* [TASK INSTRUCTIONS]
If a record contains an image, leave the image out and repeat everything else exactly.

▼

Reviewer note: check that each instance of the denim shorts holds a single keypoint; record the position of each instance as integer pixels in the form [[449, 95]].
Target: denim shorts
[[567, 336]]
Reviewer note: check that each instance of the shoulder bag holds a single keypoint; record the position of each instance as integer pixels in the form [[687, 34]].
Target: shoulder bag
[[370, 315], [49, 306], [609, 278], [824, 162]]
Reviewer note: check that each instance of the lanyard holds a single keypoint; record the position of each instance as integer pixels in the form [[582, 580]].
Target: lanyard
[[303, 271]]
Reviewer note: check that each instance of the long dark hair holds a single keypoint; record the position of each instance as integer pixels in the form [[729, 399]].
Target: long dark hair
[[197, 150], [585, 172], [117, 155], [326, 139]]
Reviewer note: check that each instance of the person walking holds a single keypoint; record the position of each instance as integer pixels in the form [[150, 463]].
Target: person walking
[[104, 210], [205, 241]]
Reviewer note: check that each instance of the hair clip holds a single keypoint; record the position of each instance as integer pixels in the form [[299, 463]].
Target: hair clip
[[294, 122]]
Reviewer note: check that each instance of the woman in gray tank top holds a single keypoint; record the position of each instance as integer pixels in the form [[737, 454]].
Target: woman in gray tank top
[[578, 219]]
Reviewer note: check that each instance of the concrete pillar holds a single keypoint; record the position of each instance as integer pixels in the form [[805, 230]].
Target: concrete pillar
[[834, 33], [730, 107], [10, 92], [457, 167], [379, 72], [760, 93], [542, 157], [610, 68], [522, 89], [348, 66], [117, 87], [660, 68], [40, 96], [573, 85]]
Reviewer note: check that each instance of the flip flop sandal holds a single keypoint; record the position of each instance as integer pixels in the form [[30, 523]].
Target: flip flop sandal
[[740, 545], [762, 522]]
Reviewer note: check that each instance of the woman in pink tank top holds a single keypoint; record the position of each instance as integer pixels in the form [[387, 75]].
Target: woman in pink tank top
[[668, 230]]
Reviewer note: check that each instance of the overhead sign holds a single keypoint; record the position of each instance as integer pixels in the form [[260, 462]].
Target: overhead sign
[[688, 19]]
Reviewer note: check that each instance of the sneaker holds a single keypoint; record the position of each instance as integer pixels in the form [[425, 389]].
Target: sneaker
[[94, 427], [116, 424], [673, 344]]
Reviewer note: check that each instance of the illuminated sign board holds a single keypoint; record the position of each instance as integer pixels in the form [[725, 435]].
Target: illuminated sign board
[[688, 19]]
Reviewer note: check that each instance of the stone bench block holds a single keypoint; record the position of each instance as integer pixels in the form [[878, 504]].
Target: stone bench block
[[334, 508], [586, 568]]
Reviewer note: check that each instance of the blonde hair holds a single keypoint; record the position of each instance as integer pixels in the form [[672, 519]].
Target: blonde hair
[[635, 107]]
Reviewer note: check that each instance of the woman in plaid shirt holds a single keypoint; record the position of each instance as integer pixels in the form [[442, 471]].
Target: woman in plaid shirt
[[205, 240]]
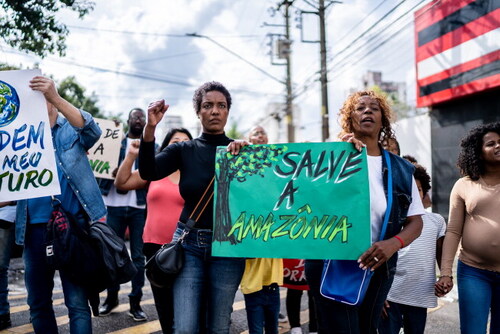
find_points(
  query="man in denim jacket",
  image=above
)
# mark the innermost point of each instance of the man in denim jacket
(72, 136)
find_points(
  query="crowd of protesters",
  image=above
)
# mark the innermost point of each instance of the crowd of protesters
(156, 192)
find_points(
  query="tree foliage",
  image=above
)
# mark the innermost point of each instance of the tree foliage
(73, 92)
(32, 25)
(252, 160)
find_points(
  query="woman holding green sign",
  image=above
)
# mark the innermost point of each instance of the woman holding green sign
(205, 287)
(365, 120)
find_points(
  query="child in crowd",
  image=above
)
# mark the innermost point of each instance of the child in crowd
(412, 291)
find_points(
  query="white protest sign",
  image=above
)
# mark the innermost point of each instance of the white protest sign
(104, 155)
(27, 161)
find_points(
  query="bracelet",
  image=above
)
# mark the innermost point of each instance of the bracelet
(400, 241)
(450, 276)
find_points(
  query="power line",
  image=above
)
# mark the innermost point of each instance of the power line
(368, 30)
(143, 33)
(140, 75)
(360, 21)
(377, 35)
(237, 56)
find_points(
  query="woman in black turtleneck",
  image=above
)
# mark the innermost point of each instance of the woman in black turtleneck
(204, 290)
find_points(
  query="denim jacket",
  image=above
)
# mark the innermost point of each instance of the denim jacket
(71, 145)
(402, 175)
(105, 184)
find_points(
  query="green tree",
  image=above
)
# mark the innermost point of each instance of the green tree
(73, 92)
(32, 25)
(252, 160)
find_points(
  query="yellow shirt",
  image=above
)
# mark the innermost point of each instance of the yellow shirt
(261, 272)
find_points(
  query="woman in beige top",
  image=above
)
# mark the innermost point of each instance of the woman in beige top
(475, 220)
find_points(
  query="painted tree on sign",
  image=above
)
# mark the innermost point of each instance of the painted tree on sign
(252, 160)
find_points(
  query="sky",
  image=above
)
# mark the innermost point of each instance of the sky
(130, 53)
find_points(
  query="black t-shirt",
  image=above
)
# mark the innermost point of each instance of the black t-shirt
(196, 161)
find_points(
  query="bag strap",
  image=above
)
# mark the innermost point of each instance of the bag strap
(205, 199)
(389, 195)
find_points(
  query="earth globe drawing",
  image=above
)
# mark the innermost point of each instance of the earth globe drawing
(9, 104)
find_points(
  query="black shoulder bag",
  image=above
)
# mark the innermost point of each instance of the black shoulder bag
(167, 262)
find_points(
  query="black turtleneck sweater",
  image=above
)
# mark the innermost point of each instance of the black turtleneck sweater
(196, 161)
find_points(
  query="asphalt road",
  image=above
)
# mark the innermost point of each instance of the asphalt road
(443, 319)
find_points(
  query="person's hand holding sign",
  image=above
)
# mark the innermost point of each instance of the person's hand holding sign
(54, 101)
(133, 149)
(156, 110)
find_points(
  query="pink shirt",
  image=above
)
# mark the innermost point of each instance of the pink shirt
(164, 206)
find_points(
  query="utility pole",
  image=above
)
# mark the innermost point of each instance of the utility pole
(320, 11)
(325, 119)
(283, 57)
(289, 98)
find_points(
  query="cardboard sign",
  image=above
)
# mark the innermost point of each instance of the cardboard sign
(104, 155)
(299, 201)
(27, 161)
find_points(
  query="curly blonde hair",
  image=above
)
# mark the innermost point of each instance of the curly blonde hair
(347, 109)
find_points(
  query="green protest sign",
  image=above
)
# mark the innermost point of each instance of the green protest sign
(301, 200)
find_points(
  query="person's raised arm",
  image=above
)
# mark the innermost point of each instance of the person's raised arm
(156, 110)
(48, 88)
(125, 178)
(147, 163)
(381, 251)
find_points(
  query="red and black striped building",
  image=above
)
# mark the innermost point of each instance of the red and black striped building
(457, 44)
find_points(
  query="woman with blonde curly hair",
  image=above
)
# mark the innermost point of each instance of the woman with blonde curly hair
(366, 122)
(474, 221)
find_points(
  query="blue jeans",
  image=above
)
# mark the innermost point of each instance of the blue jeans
(39, 279)
(336, 317)
(478, 293)
(411, 318)
(6, 243)
(205, 288)
(263, 308)
(119, 218)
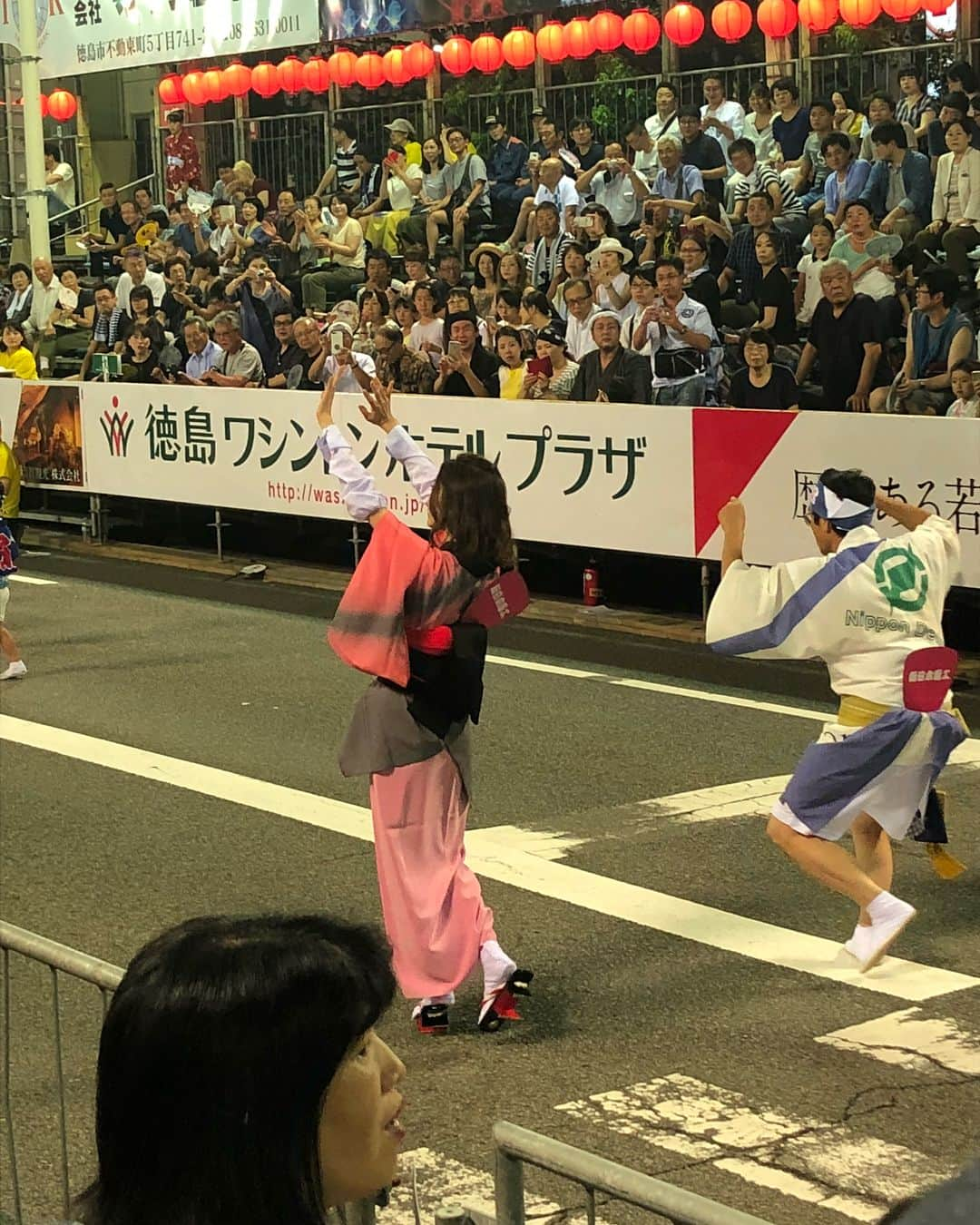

▲

* [EXPECTED ANSWER]
Reviewer note: check that each instance of the denim shorts holds a single keypoint; record the position of each instance as integer pixels in the form [[449, 95]].
Target: denim shorts
[[567, 336]]
Reviewer note: check that each instance of the shoulder bag holds a single keypoint; record the position of each instance as integer pixels in the form [[687, 34]].
Target: shoulder bag
[[370, 315], [49, 306], [609, 278], [824, 162]]
Reviewer note: check that each instance of the lanyard holds a single keypoint; record the position of each instance as integer pixels in the form [[582, 580]].
Target: lanyard
[[303, 271]]
Reviewer note: check that each instance of the long dark hair holds a single keypoint; record the position of each instance as integer pixels in the form [[729, 399]].
Target: long dark hair
[[197, 150], [585, 172], [117, 155], [326, 139]]
Reviewer note: check that each instance of the person walking holds a single keypoint; record the position of each instance as integer pixels in the form [[150, 463]].
Target: person walking
[[104, 210], [205, 241]]
Reviewer note: check that each instance of the hair clip holds a single keypoint; record the position of each instance as integer pixels in the form [[299, 463]].
Target: hair clip
[[294, 122]]
Reviewer note: check that each instance of the woman in gray tank top holds a single keypoint; record the position of each instance as integer pixels in the form [[737, 454]].
Target: woman in gray tank top
[[578, 219]]
Reviewer note: check that each instance of the concrete pillar holds a single keypoint; record the position of each instance as integer pixels in the form [[805, 230]].
Target: concrete pillar
[[834, 33], [730, 107], [10, 92], [457, 167], [379, 72], [760, 93], [542, 157], [610, 68], [522, 89], [348, 66], [117, 87], [660, 68], [40, 96], [573, 85]]
Reviewer note: check that each instance of the flip flop sandal holds a single keypoint; record the position of each instance as integer pixels in the form [[30, 523]].
Target: flip flop sandal
[[740, 545], [762, 522]]
Reviewer note: check that each instance of the woman in pink tank top holds a single keypoint; record the position of each instance as integer pixels in the form [[387, 75]].
Target: woman in pink tank top
[[668, 230]]
Reviewer note: check that each instance of the overhead sign holds a single keypoint; record the position of each instance as integer pixels in the form [[260, 462]].
Target: overhead sign
[[688, 19]]
Reviewer note: check that each instance of the sneaker holds a single keypoint; record the position of each instance as integer pixels in the form [[425, 389]].
Target: sneaker
[[94, 427], [116, 424], [673, 344]]
Reviewer note: check that each instance of the illuminated sign board holds a single keypoint; record the position of each instance as integer pixels in the form [[725, 435]].
Target: illuminated sign board
[[688, 19]]
Reviewer note: check that each instance of the stone bench block holds a single keypoint; record the position of each instance as integer pixels in the form [[878, 504]].
Target: stone bench block
[[334, 508], [586, 568]]
Reviewer note: check that each instance of the blonde hair holds a single keypoint; record the position of each instance as integer pixels in the form [[672, 519]].
Target: blonde hair
[[635, 107]]
Reviewer note: check that each instance of the woman in plaid shirt holds a single keypoint; record the position of each instance as integer pixels in the form [[442, 471]].
Target: woman in plaid shirt
[[205, 240]]
find_points(
  query="man in denim jacket",
  image=above
)
# mark the innermost point of each instance of the man in denim jacket
(72, 136)
find_points(
  query="crowd of protesters",
  image=above
)
# mark the innermost point of each instance of the crowd of protesters
(156, 192)
find_points(
  query="tree foliage",
  image=above
)
# mark the innermost point of each instance of the tree foliage
(73, 92)
(32, 25)
(252, 160)
find_points(
  query="woman holding green sign",
  image=above
)
# mark the innermost point of each instance of the woman holding green sign
(205, 287)
(365, 120)
find_points(
  query="child in crowd",
  image=above
)
# mark the innermost point of each instance of the child in crowd
(412, 291)
find_points(
  query="white protest sign",
  image=above
)
# mark the innermost point of each instance of the white protest sign
(104, 155)
(27, 161)
find_points(
  query="bracelet",
  image=above
)
# mark the innermost point of each instance of the bracelet
(400, 241)
(450, 276)
find_points(
  query="power line",
  image=above
)
# mark the innermost point of each instance of the power line
(368, 30)
(143, 33)
(140, 75)
(360, 21)
(377, 35)
(237, 56)
find_points(
  query="woman in black turtleneck",
  image=above
)
# mark the innermost point of each instance of the woman in black turtleneck
(204, 290)
find_points(
  query="denim jacket",
  image=above
)
# mark the innermost point of each instance of the denim jacket
(71, 145)
(402, 175)
(105, 184)
find_points(
  query="green tree",
  image=above
)
# mark the innermost point of each instance of the green tree
(73, 92)
(32, 25)
(252, 160)
find_points(
  query="yellow shirt",
  image=above
)
# mark the innermost point of each instance of the yellow shirt
(261, 272)
find_points(
  query="woman in beige top",
  image=above
)
# mark the innermost point of each instance of the woman in beige top
(475, 220)
find_points(
  query="painted tree on sign",
  image=above
)
# mark the innermost point of each instance of the painted tree on sign
(252, 160)
find_points(
  query="sky",
  image=above
)
# mark the innermost point of each instance of the sky
(130, 53)
find_points(
  query="black t-shirt",
  image=above
)
# mark the innermost point of each instance of the black t-shirt
(196, 161)
find_points(
  query="bag strap",
  image=above
)
# mark the innermost point of each instance of the bag strap
(205, 199)
(389, 195)
find_points(
  query="earth globe drawing",
  image=above
)
# mark the innermost point of each instance of the earth globe drawing
(9, 104)
find_points(
  query="black shoulder bag",
  image=above
)
# mark the innermost point of each instance of the black shoulder bag
(167, 262)
find_points(
  query="black turtleneck sweater",
  image=above
)
# mark the innermost point of each instance of the black turtleneck sweater
(196, 161)
find_points(
  query="asphalt road",
  image=above
)
# mark the innermost point of each instance of the asphalt road
(443, 319)
find_points(
  query="person's hand holding sign",
  image=above
)
# mark the innermost point of each instance of the person's hand holding sign
(54, 101)
(133, 149)
(156, 110)
find_points(
  query="pink shirt",
  image=above
)
# mark the innermost point of each instance of the pink shirt
(164, 206)
find_points(
  query="utility pole",
  image=above
)
# mark the innermost point of each instance of the utility pole
(320, 11)
(325, 119)
(283, 57)
(289, 98)
find_points(
  query="cardboard sign",
  image=above
)
# mark the innermost point of each instance of the cardboard sign
(104, 155)
(299, 201)
(27, 161)
find_points(
  query="curly blonde hair",
  image=above
)
# mark the innermost point of each instance of the curly blonde hair
(347, 109)
find_points(
  query="green protest sign",
  image=above
)
# mark the innermost point of each instance of the green protest sign
(301, 200)
find_points(
  query="person's raised arm",
  image=above
)
# mark the innermost point of each instance of the person's raised arm
(156, 110)
(48, 88)
(125, 178)
(147, 163)
(381, 251)
find_points(
  query="red and black striped building",
  image=above
)
# mark the innermost point of each instance of the red and black striped building
(457, 44)
find_points(
  query="woman with blonde curly hair",
  image=above
)
# mark the innermost point of each instance of the woman with blonde curly hair
(366, 122)
(474, 221)
find_points(
  query="blue jeans",
  image=above
)
# mark the innermost point of each instance of the blue jeans
(39, 279)
(336, 317)
(478, 293)
(411, 318)
(6, 243)
(205, 288)
(263, 308)
(119, 218)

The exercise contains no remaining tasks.